Ever feel the urge to get out of town – even for just a few hours? Instead of driving over one of the big bridges, take a trip across the little bridge on Ben Sawyer Boulevard and spend some time on Sullivan’s Island. After the obligatory walk on the beach, stroll down Middle Street to High Thyme Cuisine for a meal that is a vacation in itself.
The patio provides a relaxing environment for conversation and people-watching, while the inside atmosphere is cozy bistro. The crowd is a mixture of locals and tourists, who discover High Thyme through recommendations from friends or from airport taxi drivers who enjoy sending their passengers to a great spot off the beaten path.
Dinner is served Wednesday through Saturday. Tuesday nights are reserved for the tapas menu featuring smaller portions. High Thyme is open for lunch Thursday through Saturday, and Sunday is all about brunch. Chef Taylor Still, who has been with the restaurant for over six years, has created a tempting menu; just reading it is a mouthwatering experience.
Go with a group on tapas night to order a sample of many different flavors: seared tuna with chili ginger honey, Szechuan beef tenderloin over wasabi glazed potatoes or grilled scallops with jalapeño creamed corn and bacon gastrique – which is unbelievable. They could serve the sauces by themselves in a soup bowl.
Some bistro staples appear – grilled beef tenderloin, pan seared salmon and baby spinach salad – but Still’s sides and sauces raise tradition a notch. Two good ones are the smoked gouda grits with arugula and lemon caper brown butter, and Yukon Gold mashed potatoes with succotash and avocado lime puree. The shrimp and braised fennel linguini is a light take on pasta, combining grape tomatoes, wilted spinach, herb butter broth and shrimp that is always domestic and local when possible.

_Exercise requirements:_
[A] Do the following statements agree with the High Thyme Cuisine review? Answer yes or no for each, quoting the words of the review that decide it. (i) Dinner is served on Tuesday nights. (ii) Chef Taylor Still has been with the restaurant for more than six years. (iii) The shrimp in the linguini is always local.
[B] Carry the High Thyme Cuisine review forward from its last sentence.

_Data for analysis:_
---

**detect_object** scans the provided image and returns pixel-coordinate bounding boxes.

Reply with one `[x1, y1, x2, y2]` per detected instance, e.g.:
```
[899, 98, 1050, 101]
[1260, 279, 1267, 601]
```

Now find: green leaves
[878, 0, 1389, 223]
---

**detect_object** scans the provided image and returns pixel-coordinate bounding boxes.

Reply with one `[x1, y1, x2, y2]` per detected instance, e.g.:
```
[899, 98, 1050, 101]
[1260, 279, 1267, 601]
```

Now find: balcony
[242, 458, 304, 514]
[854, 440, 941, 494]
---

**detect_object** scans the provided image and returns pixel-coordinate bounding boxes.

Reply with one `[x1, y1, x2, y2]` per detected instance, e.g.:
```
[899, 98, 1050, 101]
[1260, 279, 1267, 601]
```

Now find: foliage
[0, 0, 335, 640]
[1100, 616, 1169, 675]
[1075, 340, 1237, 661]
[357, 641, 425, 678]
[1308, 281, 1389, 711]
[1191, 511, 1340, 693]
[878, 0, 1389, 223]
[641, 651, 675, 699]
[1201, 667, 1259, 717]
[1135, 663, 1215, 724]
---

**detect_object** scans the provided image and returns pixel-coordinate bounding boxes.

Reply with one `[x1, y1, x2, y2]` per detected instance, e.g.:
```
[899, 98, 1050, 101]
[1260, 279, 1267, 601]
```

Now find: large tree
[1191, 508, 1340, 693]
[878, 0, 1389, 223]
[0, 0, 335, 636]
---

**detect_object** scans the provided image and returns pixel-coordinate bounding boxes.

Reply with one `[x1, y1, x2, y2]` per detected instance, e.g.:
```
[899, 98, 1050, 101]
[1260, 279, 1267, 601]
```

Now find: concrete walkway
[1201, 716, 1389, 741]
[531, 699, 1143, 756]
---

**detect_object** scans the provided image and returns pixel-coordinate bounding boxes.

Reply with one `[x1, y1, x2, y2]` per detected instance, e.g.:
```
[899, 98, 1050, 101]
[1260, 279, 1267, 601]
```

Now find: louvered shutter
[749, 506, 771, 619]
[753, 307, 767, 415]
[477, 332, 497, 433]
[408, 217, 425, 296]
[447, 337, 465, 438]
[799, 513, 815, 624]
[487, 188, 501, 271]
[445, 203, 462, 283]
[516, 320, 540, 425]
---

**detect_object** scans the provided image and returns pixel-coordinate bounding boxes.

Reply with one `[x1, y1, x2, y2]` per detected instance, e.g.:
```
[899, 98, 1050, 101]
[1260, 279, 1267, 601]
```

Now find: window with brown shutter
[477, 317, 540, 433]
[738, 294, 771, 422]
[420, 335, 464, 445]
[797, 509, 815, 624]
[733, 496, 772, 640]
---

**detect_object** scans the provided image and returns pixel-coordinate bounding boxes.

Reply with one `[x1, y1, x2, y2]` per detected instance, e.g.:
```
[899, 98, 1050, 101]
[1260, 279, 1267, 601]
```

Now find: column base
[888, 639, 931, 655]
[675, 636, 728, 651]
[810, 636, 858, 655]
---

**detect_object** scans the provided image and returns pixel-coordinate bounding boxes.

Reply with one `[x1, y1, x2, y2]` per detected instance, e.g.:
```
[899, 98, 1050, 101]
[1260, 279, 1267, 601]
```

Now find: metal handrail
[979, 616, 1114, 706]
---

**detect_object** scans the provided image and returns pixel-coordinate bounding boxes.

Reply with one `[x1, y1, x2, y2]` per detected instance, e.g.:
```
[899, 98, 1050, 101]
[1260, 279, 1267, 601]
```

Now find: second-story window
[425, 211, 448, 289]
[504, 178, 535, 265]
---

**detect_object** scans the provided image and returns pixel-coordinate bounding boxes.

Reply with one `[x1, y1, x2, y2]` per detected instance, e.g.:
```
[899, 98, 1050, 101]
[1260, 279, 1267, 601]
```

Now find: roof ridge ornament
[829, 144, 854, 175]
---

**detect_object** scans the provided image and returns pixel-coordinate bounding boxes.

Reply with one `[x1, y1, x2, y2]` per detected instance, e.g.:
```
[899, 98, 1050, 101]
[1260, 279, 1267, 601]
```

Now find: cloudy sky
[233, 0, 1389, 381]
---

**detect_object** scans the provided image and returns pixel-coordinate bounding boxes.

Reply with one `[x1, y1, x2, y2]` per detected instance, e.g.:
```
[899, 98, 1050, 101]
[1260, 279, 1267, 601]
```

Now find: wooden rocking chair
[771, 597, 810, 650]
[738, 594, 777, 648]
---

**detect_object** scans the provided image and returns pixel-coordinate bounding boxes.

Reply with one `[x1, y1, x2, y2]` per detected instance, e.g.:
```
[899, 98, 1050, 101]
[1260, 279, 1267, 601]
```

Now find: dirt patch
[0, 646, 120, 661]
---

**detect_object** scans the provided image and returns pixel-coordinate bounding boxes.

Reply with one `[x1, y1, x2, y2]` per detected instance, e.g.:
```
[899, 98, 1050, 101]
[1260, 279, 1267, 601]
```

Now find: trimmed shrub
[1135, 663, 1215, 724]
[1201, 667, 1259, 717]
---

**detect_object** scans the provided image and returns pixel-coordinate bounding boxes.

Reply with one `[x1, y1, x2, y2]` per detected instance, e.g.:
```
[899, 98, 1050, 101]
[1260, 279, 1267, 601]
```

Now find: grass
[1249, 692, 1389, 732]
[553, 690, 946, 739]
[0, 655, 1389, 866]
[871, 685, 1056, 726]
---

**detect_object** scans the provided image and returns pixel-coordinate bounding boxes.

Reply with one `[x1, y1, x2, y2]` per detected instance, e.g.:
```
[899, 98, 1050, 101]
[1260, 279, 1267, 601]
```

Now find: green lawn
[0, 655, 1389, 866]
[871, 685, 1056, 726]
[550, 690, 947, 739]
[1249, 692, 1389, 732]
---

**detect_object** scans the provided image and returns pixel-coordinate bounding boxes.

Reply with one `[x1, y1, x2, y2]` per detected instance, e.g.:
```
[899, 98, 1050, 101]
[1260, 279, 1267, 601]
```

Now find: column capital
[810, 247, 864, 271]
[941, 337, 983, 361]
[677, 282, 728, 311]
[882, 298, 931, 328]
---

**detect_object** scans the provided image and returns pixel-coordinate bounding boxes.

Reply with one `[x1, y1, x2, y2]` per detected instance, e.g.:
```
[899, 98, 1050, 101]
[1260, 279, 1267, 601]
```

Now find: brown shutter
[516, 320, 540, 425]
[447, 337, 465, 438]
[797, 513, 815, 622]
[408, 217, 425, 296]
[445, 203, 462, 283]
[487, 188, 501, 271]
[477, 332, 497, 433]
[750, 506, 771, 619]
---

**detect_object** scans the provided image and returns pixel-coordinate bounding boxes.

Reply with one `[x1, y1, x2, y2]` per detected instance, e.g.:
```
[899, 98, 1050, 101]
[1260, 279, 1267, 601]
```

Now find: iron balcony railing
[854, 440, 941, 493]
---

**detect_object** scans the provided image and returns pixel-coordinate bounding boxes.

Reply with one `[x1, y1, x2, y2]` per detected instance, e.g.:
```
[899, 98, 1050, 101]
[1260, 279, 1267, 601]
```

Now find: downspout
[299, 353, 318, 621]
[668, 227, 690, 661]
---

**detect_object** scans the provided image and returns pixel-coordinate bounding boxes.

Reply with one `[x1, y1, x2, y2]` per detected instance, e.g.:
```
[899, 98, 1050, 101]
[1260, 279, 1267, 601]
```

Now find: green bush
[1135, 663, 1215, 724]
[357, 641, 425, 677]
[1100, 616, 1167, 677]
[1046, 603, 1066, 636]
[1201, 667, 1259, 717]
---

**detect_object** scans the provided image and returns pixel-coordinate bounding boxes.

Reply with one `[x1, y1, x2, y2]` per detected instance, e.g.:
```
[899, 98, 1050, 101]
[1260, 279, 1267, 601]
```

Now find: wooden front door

_Numbered answers:_
[A]
(i) No: "Dinner is served Wednesday through Saturday. Tuesday nights are reserved for the tapas menu featuring smaller portions."
(ii) Yes: "Chef Taylor Still, who has been with the restaurant for over six years"
(iii) No: "shrimp that is always domestic and local when possible"

[B]
Emily Daniels, High Thyme’s manager and occasional bartender, recommends the risotto to anyone who will listen; she is right to sing its praises. Chunks of roasted mushrooms and tender cut asparagus spears are folded into the creamy rice, then topped with shaved parmesan cheese and white truffle oil. A protein from the night’s offerings, such as sautéed shrimp or roasted chicken, can be added, but it certainly isn’t needed.
The dessert menu always includes key lime pie, a decadent flourless chocolate bomb and a flavored crème brulee. Lately though, sous-chef Will Doss has been making bread pudding. The name does not do it justice. The base features nuts and seasonal berries, and each serving is individually baked, then topped with caramel and served with vanilla ice cream. It’s worth every one of the 25 minutes you’ll wait if you don’t order it at the beginning of the meal.
High Thyme has a full bar, a good selection of bottled beer and a nice wine list. Reservations are recommended since the dining room seats about 40, with 32 more spots outside.